*GOAL OF THE EXERCISE*
Copy the court opinion from "On the basis" to "We deny enforcement.", replacing "back pay" with "lost wages".

JOHN R. BROWN, Circuit Judge.

On the basis of a finding of violations of §§ 8(a) (1) and (3), the Board seeks enforcement of its cease and desist order together with the traditional reinstatement and back pay award as to two discriminatees. We deny enforcement.

The Employer 1 is engaged in the automobile service station business with five locations in the Greater Miami area. The site of the principal activities complained of was the company station in Miami Beach. Within a day or two after the Union 2 .filed a representation ’petition, 3 eight employees were transferred from the Miami Beach station, to other. locations. Within a week or so, two employees, Oliveria and Hester, were laid off. In the charge all of these actions were, claimed to have been anti-union in violation of §§ 8(a) (1), if not 8(a) (3). But all that is left of the case is the charge that Oliveria and Hester were discriminatorily discharged.

.That results because the Examiner, sustained by the Board over the General Counsel’s exceptions, found in favor of the Employer and against the Union as to the transfers. This is highly significant in the tag-end 8(a) (3) cases. This is not because of any mechanical comparison of the rejected with asserted causes, a type of analysis we recently characterized as artificial, N.L.R.B. v. Plant City Steel Corp., 5 Cir., 1964, 331 F.2d 511. Rather, it is so because the Examiner, in effect, found no discriminatory purpose on the Employer’s part. This was based on several things, all having unusual significance. Two of the transferees were found to be unmitigated perjurers largely because of the inescapable necessity of overcoming the Employer’s asserted basis for their transfer - — the theft of a case of lubricating oil. The upshot was that the Examiner gave them a double brand of purloiners and prevaricators. A third man, son of one of these two, was transferred to spare embarrassment to him. Another was transferred to meet a sudden shortage of personnel and still another was characterized by the Board as a “very undesirable employee.” And most important, on a numbers-game theory, the Board concluded that the transfer made no sense as an antiunion weapon. 4

*60 Recognizing, as we do, that the shortcomings of a § 8(a) (1) case might not necessarily carry over to a § 8(a) (3) discharge, an analysis of this record reflects no basis for an inference that the antiunion motivation, lacking as to § 8(a) (1) transfers, was somehow present for the discharges. In the final analysis, the Board’s finding of § 8(a) (3) violation rested on what was found to be the implausibility of the Employer’s explanation of the layoffs. Of course that is an accepted technique in meeting the General Counsel’s burden. See N.L.R.B. v. Plant City Steel Corp., 5 Cir., 1964, 331 F.2d 511. But there must be something more since an Employer may discharge for no cause, or an unfounded cause so long as it was not in the least precipitated by antiunion discrimination. N.L.R.B. v. McGahey, 5 Cir., 1956, 233 F.2d 406, 412-413.

*DATASET ENTRIES*
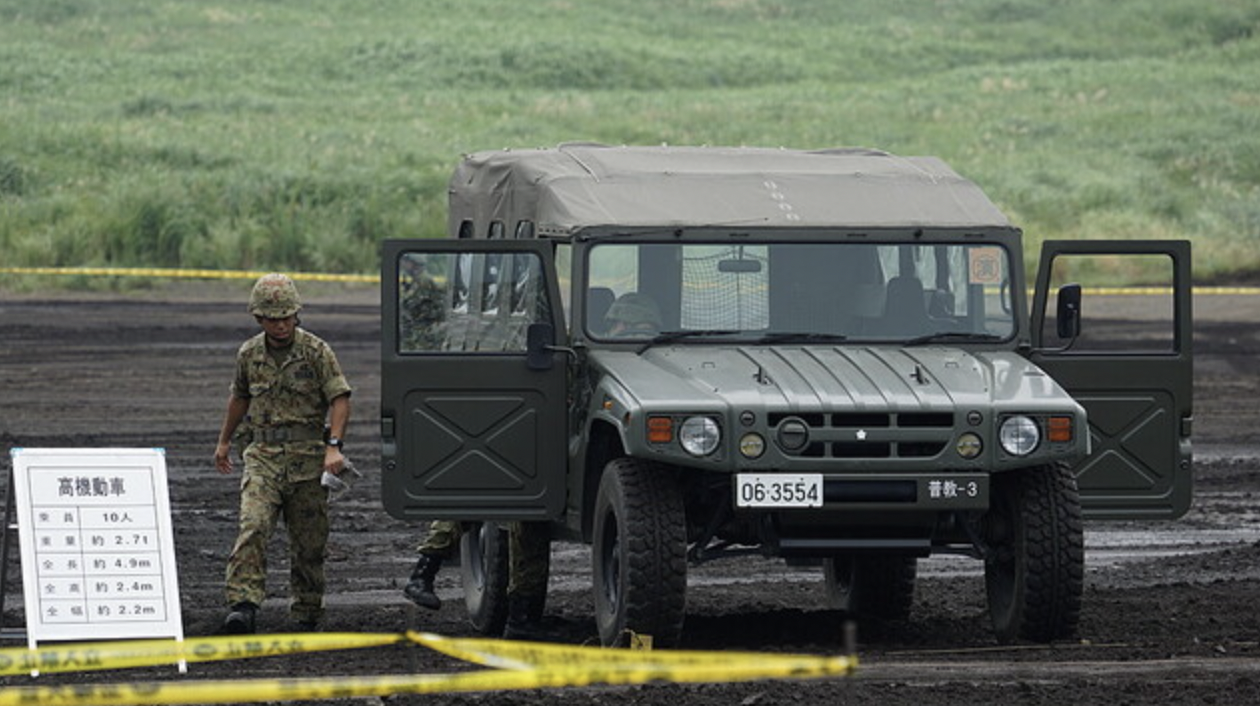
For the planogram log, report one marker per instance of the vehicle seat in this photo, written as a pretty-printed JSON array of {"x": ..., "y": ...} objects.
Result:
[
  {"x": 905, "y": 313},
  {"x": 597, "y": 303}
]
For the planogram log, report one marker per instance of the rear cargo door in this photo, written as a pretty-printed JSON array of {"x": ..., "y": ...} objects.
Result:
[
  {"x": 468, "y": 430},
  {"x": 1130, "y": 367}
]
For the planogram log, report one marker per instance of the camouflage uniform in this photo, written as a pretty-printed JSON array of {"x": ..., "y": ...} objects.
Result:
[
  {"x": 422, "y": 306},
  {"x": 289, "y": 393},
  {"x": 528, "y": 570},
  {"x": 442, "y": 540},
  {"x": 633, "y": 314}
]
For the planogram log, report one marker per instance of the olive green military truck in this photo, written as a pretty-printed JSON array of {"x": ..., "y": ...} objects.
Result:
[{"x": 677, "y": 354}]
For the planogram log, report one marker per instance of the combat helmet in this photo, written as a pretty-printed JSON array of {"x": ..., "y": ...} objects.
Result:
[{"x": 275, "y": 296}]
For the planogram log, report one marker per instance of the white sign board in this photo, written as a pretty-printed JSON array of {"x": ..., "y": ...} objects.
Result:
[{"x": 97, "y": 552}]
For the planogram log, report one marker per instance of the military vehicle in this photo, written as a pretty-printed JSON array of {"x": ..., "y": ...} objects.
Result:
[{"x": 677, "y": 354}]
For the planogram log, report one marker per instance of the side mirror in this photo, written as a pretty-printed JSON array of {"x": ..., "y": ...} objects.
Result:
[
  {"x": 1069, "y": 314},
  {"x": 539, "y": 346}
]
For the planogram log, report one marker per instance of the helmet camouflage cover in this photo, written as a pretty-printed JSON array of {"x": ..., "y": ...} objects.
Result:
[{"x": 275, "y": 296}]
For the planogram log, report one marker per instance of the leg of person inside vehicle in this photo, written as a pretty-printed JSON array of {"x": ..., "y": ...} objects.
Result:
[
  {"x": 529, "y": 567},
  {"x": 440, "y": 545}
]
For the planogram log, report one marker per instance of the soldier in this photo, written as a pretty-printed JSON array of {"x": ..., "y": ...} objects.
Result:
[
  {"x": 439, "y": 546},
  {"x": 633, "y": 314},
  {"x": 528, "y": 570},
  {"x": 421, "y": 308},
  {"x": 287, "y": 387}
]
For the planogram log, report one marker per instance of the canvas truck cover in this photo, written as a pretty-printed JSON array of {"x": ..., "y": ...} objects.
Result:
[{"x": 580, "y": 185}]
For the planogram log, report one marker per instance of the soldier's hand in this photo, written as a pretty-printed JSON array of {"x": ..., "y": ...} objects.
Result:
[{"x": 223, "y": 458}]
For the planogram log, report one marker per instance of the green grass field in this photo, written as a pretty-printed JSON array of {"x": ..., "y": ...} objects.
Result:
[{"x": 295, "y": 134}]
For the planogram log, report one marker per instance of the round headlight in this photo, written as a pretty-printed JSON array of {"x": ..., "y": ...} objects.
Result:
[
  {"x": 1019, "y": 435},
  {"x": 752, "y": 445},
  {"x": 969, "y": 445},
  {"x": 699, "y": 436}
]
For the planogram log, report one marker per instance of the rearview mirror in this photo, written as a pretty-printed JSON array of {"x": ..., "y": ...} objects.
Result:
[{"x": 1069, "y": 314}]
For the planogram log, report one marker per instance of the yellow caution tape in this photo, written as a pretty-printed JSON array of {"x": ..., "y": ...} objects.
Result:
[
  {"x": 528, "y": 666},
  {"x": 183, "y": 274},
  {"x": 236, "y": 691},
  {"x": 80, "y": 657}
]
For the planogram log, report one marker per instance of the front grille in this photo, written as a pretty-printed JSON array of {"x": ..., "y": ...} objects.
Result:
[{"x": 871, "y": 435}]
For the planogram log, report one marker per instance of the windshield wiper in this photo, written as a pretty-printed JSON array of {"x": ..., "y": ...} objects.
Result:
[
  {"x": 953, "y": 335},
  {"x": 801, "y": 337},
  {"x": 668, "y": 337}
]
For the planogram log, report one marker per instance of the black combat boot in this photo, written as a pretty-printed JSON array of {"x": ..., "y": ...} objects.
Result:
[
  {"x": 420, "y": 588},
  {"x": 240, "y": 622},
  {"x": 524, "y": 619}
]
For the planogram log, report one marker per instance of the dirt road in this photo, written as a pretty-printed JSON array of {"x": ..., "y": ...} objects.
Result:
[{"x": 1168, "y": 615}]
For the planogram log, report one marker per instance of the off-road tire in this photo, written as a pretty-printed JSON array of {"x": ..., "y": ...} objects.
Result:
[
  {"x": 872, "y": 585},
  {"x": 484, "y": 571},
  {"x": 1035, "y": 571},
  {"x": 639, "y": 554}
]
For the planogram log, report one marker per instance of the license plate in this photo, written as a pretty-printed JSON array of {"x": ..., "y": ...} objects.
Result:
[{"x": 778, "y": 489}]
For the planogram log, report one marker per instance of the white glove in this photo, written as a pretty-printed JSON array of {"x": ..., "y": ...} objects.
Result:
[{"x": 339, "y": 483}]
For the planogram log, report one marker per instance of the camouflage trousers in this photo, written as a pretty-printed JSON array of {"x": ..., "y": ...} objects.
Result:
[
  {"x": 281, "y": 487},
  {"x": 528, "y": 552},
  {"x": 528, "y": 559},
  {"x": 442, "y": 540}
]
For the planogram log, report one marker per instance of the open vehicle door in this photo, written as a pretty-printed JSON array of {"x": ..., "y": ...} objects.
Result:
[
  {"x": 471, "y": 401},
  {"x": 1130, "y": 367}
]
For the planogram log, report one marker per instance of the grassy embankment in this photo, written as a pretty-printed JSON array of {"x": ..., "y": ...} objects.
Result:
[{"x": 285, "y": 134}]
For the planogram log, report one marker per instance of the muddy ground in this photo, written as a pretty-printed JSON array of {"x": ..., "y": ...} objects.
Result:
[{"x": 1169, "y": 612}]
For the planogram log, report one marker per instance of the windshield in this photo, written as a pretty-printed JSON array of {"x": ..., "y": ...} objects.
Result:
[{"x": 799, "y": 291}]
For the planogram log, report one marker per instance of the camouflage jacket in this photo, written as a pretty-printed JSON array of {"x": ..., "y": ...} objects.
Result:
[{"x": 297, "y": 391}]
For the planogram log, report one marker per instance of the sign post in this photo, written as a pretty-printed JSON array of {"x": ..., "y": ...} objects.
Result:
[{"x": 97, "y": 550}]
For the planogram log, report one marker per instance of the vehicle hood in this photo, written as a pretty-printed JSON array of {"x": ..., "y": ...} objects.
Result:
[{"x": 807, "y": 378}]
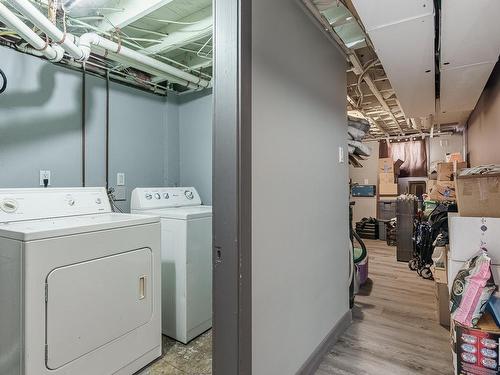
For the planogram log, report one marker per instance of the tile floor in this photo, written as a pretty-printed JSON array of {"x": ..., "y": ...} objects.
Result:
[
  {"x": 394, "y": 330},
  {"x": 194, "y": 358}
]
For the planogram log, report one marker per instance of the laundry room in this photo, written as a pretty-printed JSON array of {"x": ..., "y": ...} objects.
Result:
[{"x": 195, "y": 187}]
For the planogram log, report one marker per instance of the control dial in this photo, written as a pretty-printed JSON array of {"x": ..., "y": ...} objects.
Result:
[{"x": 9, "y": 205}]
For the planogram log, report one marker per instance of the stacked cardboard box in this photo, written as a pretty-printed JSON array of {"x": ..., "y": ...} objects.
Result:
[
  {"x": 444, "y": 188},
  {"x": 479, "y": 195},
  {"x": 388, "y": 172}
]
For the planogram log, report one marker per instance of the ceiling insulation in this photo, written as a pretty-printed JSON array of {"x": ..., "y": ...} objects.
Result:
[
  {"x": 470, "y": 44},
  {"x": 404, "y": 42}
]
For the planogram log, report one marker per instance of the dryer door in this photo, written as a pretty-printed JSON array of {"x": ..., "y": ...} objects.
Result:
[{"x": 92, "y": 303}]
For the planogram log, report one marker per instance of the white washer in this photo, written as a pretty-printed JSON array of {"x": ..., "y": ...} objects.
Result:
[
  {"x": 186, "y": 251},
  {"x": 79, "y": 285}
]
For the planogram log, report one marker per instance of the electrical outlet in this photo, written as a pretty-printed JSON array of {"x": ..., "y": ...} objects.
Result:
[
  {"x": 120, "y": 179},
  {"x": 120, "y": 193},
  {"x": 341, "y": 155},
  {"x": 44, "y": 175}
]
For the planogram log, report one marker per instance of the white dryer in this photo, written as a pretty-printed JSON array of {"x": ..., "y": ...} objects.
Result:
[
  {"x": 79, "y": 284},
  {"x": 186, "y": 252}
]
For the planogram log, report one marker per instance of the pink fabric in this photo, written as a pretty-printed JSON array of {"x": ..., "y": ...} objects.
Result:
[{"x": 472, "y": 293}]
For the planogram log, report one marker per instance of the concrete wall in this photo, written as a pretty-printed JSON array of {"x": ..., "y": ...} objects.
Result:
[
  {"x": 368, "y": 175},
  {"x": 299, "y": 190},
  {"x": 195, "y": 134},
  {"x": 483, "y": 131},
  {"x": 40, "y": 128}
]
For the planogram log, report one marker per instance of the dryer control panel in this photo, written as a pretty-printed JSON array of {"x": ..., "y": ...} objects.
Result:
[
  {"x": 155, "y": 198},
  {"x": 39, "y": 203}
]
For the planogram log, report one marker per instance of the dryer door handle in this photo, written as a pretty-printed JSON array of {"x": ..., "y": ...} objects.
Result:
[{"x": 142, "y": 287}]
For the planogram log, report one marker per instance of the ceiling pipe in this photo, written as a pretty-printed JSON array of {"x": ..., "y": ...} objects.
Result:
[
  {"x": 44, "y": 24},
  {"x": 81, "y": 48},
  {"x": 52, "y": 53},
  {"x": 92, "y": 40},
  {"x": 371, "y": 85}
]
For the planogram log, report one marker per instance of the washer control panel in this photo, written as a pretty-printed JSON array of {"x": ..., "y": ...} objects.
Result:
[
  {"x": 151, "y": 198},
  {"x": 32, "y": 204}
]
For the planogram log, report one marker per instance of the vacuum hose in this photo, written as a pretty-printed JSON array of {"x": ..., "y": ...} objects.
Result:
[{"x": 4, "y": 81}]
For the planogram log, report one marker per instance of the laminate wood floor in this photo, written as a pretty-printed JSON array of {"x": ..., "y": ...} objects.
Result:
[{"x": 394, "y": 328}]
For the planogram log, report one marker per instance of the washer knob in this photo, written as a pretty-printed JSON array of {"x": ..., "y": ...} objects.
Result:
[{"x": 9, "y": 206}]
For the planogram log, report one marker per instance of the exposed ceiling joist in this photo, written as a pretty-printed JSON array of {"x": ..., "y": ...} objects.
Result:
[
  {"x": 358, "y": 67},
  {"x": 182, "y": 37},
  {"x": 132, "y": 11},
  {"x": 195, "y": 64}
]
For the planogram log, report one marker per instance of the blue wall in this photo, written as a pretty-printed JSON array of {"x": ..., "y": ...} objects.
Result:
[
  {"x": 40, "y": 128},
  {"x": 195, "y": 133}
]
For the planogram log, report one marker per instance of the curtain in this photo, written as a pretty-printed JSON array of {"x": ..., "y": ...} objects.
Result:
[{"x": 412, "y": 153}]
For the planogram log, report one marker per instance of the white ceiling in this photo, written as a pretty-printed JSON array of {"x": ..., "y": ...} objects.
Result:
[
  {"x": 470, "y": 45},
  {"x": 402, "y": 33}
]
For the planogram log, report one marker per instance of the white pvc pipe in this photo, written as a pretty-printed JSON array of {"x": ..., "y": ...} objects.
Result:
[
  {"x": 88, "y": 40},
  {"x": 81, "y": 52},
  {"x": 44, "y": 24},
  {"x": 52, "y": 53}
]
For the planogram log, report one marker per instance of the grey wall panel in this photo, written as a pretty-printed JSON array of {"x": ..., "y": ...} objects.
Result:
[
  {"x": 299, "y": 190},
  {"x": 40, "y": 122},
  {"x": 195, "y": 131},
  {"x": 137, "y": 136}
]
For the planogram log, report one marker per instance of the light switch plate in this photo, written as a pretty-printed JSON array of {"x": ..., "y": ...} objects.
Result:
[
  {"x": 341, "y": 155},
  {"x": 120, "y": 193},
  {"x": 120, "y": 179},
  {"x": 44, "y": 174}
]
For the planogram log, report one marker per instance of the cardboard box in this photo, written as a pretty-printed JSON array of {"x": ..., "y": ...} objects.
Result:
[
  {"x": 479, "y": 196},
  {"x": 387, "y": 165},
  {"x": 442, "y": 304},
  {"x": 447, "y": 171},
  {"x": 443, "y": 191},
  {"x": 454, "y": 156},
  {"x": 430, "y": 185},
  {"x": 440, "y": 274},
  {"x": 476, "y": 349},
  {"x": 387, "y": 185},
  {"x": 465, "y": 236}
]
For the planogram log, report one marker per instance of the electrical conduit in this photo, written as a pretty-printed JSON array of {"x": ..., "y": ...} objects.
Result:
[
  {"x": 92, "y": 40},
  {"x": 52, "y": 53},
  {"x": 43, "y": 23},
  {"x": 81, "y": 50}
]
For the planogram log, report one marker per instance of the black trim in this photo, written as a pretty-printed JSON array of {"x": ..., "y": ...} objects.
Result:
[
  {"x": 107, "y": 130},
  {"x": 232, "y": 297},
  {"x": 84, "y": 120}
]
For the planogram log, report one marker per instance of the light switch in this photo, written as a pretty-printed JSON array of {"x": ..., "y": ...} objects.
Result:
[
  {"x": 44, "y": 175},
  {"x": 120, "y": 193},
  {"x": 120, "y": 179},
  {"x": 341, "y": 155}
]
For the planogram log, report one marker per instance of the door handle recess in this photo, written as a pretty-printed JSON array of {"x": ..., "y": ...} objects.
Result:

*ANSWER TO THE EXERCISE*
On the basis of a finding of violations of §§ 8(a) (1) and (3), the Board seeks enforcement of its cease and desist order together with the traditional reinstatement and lost wages award as to two discriminatees. We deny enforcement.